— PROBLEM STATEMENT —
Give the data below again, word for word.

— RECORDS FOR THIS TASK —
....................

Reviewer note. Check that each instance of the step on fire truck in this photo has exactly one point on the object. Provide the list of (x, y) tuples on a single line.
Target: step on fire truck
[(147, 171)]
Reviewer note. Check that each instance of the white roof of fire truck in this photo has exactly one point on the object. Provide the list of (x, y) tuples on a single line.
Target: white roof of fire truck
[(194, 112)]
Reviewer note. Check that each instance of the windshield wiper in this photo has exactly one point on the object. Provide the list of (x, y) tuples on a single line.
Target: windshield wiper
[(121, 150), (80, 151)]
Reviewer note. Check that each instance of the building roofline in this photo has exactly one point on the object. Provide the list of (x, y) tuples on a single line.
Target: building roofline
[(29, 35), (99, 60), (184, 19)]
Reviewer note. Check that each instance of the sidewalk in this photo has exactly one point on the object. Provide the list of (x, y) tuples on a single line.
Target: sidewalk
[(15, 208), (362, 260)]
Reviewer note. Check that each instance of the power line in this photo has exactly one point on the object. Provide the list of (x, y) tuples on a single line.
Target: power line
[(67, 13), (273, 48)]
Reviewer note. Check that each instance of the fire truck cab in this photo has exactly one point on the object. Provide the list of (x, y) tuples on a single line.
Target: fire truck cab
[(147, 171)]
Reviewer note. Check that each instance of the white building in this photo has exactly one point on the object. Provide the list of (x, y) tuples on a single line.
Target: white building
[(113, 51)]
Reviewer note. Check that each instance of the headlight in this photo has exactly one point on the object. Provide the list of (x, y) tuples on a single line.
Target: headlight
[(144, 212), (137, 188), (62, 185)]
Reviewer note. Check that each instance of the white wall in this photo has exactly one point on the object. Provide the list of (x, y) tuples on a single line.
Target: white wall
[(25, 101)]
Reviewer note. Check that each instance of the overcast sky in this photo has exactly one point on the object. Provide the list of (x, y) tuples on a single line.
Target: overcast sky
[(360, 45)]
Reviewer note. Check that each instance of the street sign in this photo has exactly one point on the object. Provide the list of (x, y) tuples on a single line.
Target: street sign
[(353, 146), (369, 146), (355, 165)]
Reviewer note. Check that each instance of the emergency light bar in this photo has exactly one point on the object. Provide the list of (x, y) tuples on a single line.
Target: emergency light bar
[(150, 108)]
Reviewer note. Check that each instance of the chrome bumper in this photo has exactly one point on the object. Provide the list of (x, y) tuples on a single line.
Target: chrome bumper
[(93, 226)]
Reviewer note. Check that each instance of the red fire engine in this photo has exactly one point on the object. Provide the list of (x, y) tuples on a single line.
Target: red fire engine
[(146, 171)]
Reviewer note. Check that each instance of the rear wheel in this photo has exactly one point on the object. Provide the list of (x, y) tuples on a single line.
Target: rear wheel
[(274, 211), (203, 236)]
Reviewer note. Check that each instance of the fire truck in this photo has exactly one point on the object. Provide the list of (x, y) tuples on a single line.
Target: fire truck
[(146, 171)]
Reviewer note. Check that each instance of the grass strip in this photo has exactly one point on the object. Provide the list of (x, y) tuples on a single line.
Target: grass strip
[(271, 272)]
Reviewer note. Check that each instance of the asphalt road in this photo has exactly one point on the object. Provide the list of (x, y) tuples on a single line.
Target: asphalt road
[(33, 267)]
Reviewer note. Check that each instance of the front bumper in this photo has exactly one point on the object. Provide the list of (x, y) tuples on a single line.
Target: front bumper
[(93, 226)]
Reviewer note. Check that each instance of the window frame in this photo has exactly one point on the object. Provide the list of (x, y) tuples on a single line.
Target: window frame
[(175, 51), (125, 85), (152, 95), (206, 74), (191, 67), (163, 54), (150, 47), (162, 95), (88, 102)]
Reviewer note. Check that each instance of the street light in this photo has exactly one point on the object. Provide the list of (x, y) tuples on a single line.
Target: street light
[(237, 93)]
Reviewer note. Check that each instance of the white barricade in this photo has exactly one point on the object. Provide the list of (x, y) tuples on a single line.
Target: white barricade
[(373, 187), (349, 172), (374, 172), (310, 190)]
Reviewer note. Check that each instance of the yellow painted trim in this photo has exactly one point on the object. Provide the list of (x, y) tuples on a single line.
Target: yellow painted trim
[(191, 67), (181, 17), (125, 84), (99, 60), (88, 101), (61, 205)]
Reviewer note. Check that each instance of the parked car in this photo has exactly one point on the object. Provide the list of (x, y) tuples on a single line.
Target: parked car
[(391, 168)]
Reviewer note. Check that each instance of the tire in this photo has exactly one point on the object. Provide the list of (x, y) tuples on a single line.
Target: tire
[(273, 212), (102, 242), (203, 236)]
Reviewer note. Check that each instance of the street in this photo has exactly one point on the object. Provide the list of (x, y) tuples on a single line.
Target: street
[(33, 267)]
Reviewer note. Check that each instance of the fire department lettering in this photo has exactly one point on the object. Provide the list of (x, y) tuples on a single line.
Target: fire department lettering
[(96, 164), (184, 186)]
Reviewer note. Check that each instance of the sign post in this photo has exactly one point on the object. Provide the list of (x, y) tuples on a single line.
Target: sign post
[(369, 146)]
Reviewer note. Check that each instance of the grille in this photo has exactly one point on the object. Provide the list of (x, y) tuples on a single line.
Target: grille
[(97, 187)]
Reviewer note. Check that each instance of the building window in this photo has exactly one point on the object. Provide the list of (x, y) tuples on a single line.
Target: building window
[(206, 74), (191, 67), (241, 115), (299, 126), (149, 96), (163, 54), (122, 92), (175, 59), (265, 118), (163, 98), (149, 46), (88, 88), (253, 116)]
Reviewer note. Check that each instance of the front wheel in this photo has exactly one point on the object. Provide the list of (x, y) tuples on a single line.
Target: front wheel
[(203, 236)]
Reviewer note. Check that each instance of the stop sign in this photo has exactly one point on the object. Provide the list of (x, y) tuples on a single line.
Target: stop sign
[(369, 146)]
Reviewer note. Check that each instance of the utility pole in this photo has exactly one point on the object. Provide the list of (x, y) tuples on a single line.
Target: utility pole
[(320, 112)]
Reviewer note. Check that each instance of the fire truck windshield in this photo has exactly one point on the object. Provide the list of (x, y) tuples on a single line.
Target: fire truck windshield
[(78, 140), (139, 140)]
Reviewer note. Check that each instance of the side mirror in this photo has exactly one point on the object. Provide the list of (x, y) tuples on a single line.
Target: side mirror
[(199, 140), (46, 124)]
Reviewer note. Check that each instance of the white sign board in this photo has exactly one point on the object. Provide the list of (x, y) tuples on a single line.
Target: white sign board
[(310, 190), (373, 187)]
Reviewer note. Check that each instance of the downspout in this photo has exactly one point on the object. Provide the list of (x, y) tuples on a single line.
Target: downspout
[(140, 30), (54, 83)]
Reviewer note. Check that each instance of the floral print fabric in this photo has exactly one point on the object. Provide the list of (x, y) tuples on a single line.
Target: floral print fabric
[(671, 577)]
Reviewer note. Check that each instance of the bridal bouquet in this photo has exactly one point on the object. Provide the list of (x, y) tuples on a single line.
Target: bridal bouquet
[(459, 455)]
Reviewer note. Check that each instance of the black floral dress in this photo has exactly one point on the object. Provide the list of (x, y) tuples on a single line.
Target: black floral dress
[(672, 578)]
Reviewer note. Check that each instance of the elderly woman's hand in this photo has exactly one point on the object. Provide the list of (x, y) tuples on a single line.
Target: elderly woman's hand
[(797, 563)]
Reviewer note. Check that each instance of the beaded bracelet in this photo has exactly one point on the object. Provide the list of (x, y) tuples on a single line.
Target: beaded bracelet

....................

— RIGHT ANSWER —
Reviewer note. Check that each instance of the step on fire truck in this photo has exactly one point on the object. Provide the list of (x, y) tuples on a single line.
Target: step on fire truck
[(147, 171)]
Reviewer note. Check that each instance of the white roof of fire truck in this photo has exactly one point on the object. Provide the list of (x, y) tuples on a single line.
Target: white roof of fire truck
[(194, 112)]
Reviewer note. Check that each instance of the windshield wiper in this photo has exactly one point on the object. Provide the list of (x, y) tuples on a single line.
Target: windshield wiper
[(121, 150), (80, 151)]
Reviewer note. Check that each instance of the building roofline in this photo has exactly one point on the object. Provide the list of (x, y) tuples on a single line.
Target: building roofline
[(29, 35), (99, 60), (184, 19)]
Reviewer note. Check that each instance of the sidewalk in this photo has exactly one point on the object. Provide the list of (x, y) tuples on a single line.
Target: sidewalk
[(15, 208), (362, 260)]
Reviewer note. Check that each instance of the power line in this photo has exactly one point on the object. Provide the list of (x, y) tuples on a single line.
Target: power line
[(67, 13), (273, 48)]
Reviewer note. Check that each instance of the fire truck cab in this photo has exactly one point on the object. Provide the list of (x, y) tuples on a single line.
Target: fire truck cab
[(147, 171)]
Reviewer note. Check that each instance of the white building in this photo has exactly one point on the object. Provide the list of (x, y) tuples on a single line.
Target: white building
[(113, 51)]
Reviewer note. Check that each instance of the headlight in this photo has exactly one point on the object. Provide the list of (x, y) tuples on a single line.
Target: headlight
[(144, 212), (137, 188), (62, 185)]
Reviewer note. Check that each instance of the white wall in this photo has exactly one point on the object. Provide the list of (x, y) tuples on a single line.
Target: white wall
[(25, 101)]
Reviewer note. Check that each instance of the overcast sky in this photo has exactly one point on the object. Provide the list of (x, y) tuples on a single line.
Target: overcast sky
[(360, 45)]
Reviewer note. Check that each instance of the street sign in this photo has exactly one point on the object. Provide the list of (x, y) tuples on a single line.
Target: street sign
[(353, 146), (369, 146), (355, 165)]
Reviewer note. Check that each instance of the emergency light bar in this photo has exactly one point on the object. Provide the list of (x, y) tuples on a single line.
Target: emergency light bar
[(150, 108)]
Reviewer note. Check that each instance of the chrome bumper in this photo has exactly one point on the object. Provide the list of (x, y) tuples on a single line.
Target: chrome bumper
[(93, 226)]
Reviewer note. Check that each instance of the red fire engine in this photo has exactly one point on the object. Provide the list of (x, y) tuples on a single line.
Target: red fire engine
[(146, 171)]
Reviewer note. Check that each instance of the rear wheel in this photo has exactly one point on the object. Provide the list of (x, y) tuples on a single line.
Target: rear wheel
[(274, 211), (203, 236)]
Reviewer note. Check that each instance of the fire truck in this photo has exactly one point on the object. Provide the list of (x, y) tuples on a single line.
Target: fire truck
[(146, 171)]
Reviewer note. Check that each instance of the grass strip in this photo has exactly one point on the object. Provide the list of (x, y) tuples on a single line.
Target: grass strip
[(271, 272)]
Reviewer note. Check that each instance of the asphalt road in this photo has exactly one point on the object. Provide the list of (x, y) tuples on a single line.
Target: asphalt road
[(33, 267)]
Reviewer note. Check that each instance of the front bumper in this photo has exactly one point on the object. Provide the list of (x, y) tuples on a single line.
Target: front bumper
[(93, 226)]
Reviewer note. Check that each instance of the window frame in this photo has exactly one point on the object. Provide the list of (x, y) tuples on a single line.
Target: window frame
[(175, 51), (125, 85), (152, 95), (206, 74), (191, 67), (163, 54), (150, 47), (162, 95), (88, 102)]
Reviewer note. Check that each instance of the street light in this photo has exactly one point on the object. Provide the list of (x, y) tuples on a single line.
Target: street light
[(237, 93)]
Reviewer note. Check that each instance of the white barricade in this photo has exactly one point on the object. Provide the list of (x, y) tuples on a single line.
Target: white barricade
[(373, 187), (349, 172), (374, 172), (310, 190)]
Reviewer note. Check that each instance of the yellow painted trim in this photo has exactly one point on the object. Provide the list of (x, y) tuples on a single line.
Target: yellow painted trim
[(191, 67), (181, 17), (125, 84), (99, 60), (88, 101), (61, 205)]
Reviewer note. Check that each instance of the parked car in this photo has exactly one point on the object. Provide the list of (x, y) tuples on a single line.
Target: parked car
[(391, 168)]
Reviewer note. Check that each instance of the tire in this photo has exactly one point on the object. Provide the list of (x, y) tuples on a single line.
Target: tire
[(273, 212), (102, 242), (203, 236)]
Reviewer note. Check that each instance of the street in this photo has exactly one point on the object. Provide the list of (x, y) tuples on a single line.
Target: street
[(33, 267)]
Reviewer note. Check that each instance of the fire department lettering in this photo has exactly one point on the object. Provide the list of (x, y) tuples on a single line.
Target: fire department lettering
[(96, 164), (184, 186)]
Reviewer note. Check that each instance of the sign post in this photo has exactly one point on the object. Provide the list of (x, y) tuples on a single line.
Target: sign post
[(369, 146)]
Reviewer note. Check that each instance of the grille in this photo has exactly one point on the object. Provide the list of (x, y) tuples on a single line.
Target: grille
[(97, 187)]
Reviewer note. Check that each instance of the building window in this photo has exactly one point on the object. Provide the list of (x, y) tuples on a single line.
Target: building window
[(206, 74), (191, 67), (241, 115), (299, 126), (149, 96), (163, 54), (122, 92), (175, 59), (265, 118), (163, 98), (149, 46), (88, 88), (253, 116)]
Reviewer note. Check that each instance of the front wheel in this photo has exactly one point on the object. Provide the list of (x, y) tuples on a single line.
Target: front wheel
[(203, 236)]
Reviewer note. Check that each instance of the stop sign in this photo has exactly one point on the object. Provide the list of (x, y) tuples on a single line.
Target: stop sign
[(369, 146)]
Reviewer note. Check that each instance of the utility pole in this photo has exactly one point on the object. Provide the list of (x, y) tuples on a single line.
Target: utility pole
[(320, 112)]
Reviewer note. Check that each instance of the fire truck windshield in this photo has exactly one point on the object. Provide the list of (x, y) tuples on a single line.
Target: fire truck windshield
[(78, 140), (139, 140)]
Reviewer note. Check that each instance of the side mirror in this photo has exactly one point on the object. Provide the list of (x, y) tuples on a single line.
Target: side mirror
[(199, 140), (46, 124)]
Reviewer note. Check that each instance of the white sign board in this photo has exactly one point on the object. Provide the list of (x, y) tuples on a single line.
Target: white sign board
[(310, 190), (373, 187)]
Reviewer note. Check that each instance of the downspout in this photo has exactly one point on the object. Provide the list of (x, y) tuples on a single line.
Target: downspout
[(140, 30), (54, 83)]
Reviewer note. Check that each instance of the floral print fabric in this photo has exactly one point on the object. Provide the list of (x, y) tuples on a single line.
Target: floral print fabric
[(671, 577)]
Reviewer note. Check that each instance of the bridal bouquet in this photo has exactly one point on the object. Provide the list of (x, y) tuples on a single line.
Target: bridal bouquet
[(459, 455)]
Reviewer note. Check that each instance of the black floral dress in this photo has exactly one point on the object. Provide the list of (x, y) tuples on a single line.
Target: black floral dress
[(672, 578)]
Reviewer note. Check that each instance of the elderly woman's hand in this photo has exactly one point on the object. Provide the list of (x, y) tuples on a single line.
Target: elderly woman's hand
[(797, 563)]
Reviewer note. Check that each instance of the beaded bracelet in this photo has exactly one point on the object. Provide the list of (x, y) tuples on a single line.
Target: beaded bracelet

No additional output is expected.